◆ **Assignment**
Please transcribe the stretch of the weight-loss blog post below from "So I said that" through "self-confidence and self-esteem.", word for word.

◆ **Exercise text**
------------------------------------------------

(top is 2001, middle 2011, bottom 2015)
This blog explores how I lost 100 pounds, without gastric bypass surgery or a weight loss drug. But you probably didn't tune in to find out what I didn't do, but rather, what I did to lose weight. Obesity has a lot to do with psychology and so weight loss must involve healing mental health as well as physical. I use Al-Anon teaching for weight loss. Today we're going to look at how I lost 100 pounds losing the blame-shame game.
While obesity hasn't plagued me all my life, shame, low self-esteem, low self-confidence, (stinkin thinkin as Al-Anon calls them) have. But I never really got overweight till I lost two stillborn daughters. That plunged me not only into depression but also horrific self-blame. But it also brought a lot of self-awareness.
Depression was an old foe, but I wasn't prepared for the mind-boggling self-esteem plummet. I always felt like a failure but now I couldn't even keep a baby alive?? That was devastating. I got morbidly overweight in part from miscarriages and taking the antidepressant Paxil. But also playing the self-blame-shame game.
Thanks to my higher power and Al-Anon, I found that being overweight was just the tip of the iceberg. I needed to fix this unhealthy "stinkin thinkin" to heal obesity. Soul-searching revealed how much I have struggled with feelings of failure. It was so bad that if anyone criticized me, or even hinted that I should do this or that, I automatically complied. I fully believed that I wasn't capable of making decisions on my own, that every problem was my fault, and that every belief or opinion I held was wrong if someone said they were.
I played the self-blame-shame game so successfully that I actually dream that I fail. Since I was a kid, my dreams involve situations where I've have screwed up, done something wrong, hurt or failed people. and that people are angry with me. I have no idea what I did but I'm definitely to blame. These dreams are horrifying, terrifying, exhausting and crippling. They get worse the older I get.
So I said that how I lost 100 pounds was by losing the blame-shame game. But it's not a done deal or once and for all. It's an on-going process. I have to DAILY lose the game, to lose weight, yes, but more importantly to lose feelings of failure and self-defeat and gain self-confidence and self-esteem.
If you're nodding your head at any of this, please, get help. Run don't walk, to Al-Anon or counseling or some form of self-help or support group. Lose the stinkin thinkin, not just to lose weight, but depression and low self-esteem. Don't wait, like I did.

------------------------------------------------

◆ **Material supplied**

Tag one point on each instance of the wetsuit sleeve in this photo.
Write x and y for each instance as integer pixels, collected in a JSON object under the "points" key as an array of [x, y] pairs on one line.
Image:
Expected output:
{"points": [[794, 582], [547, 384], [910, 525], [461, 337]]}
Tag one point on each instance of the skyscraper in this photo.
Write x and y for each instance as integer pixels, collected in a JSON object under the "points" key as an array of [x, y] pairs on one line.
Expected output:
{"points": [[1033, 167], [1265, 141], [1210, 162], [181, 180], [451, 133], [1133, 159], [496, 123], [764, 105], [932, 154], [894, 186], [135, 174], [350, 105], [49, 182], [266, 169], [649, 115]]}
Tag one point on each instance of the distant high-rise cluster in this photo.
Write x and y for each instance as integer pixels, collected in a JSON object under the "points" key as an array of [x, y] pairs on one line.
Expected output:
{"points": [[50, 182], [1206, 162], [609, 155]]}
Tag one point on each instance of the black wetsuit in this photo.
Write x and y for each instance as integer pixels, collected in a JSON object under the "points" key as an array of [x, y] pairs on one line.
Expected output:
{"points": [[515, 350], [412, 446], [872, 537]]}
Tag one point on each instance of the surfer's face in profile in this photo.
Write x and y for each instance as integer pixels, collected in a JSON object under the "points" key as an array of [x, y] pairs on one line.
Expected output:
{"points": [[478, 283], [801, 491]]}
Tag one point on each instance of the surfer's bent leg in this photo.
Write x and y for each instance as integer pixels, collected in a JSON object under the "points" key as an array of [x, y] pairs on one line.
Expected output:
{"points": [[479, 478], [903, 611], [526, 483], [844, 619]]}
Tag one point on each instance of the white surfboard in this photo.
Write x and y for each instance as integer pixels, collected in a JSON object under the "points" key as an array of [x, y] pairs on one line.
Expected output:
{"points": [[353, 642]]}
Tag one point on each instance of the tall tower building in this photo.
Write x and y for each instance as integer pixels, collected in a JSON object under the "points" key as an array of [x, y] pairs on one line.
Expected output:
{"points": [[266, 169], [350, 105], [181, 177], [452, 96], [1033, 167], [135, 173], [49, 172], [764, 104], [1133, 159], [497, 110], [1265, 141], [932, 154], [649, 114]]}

------------------------------------------------

◆ **Result for this exercise**
So I said that how I lost 100 pounds was by losing the blame-shame game. But it's not a done deal or once and for all. It's an on-going process. I have to DAILY lose the game, to lose weight, yes, but more importantly to lose feelings of failure and self-defeat and gain self-confidence and self-esteem.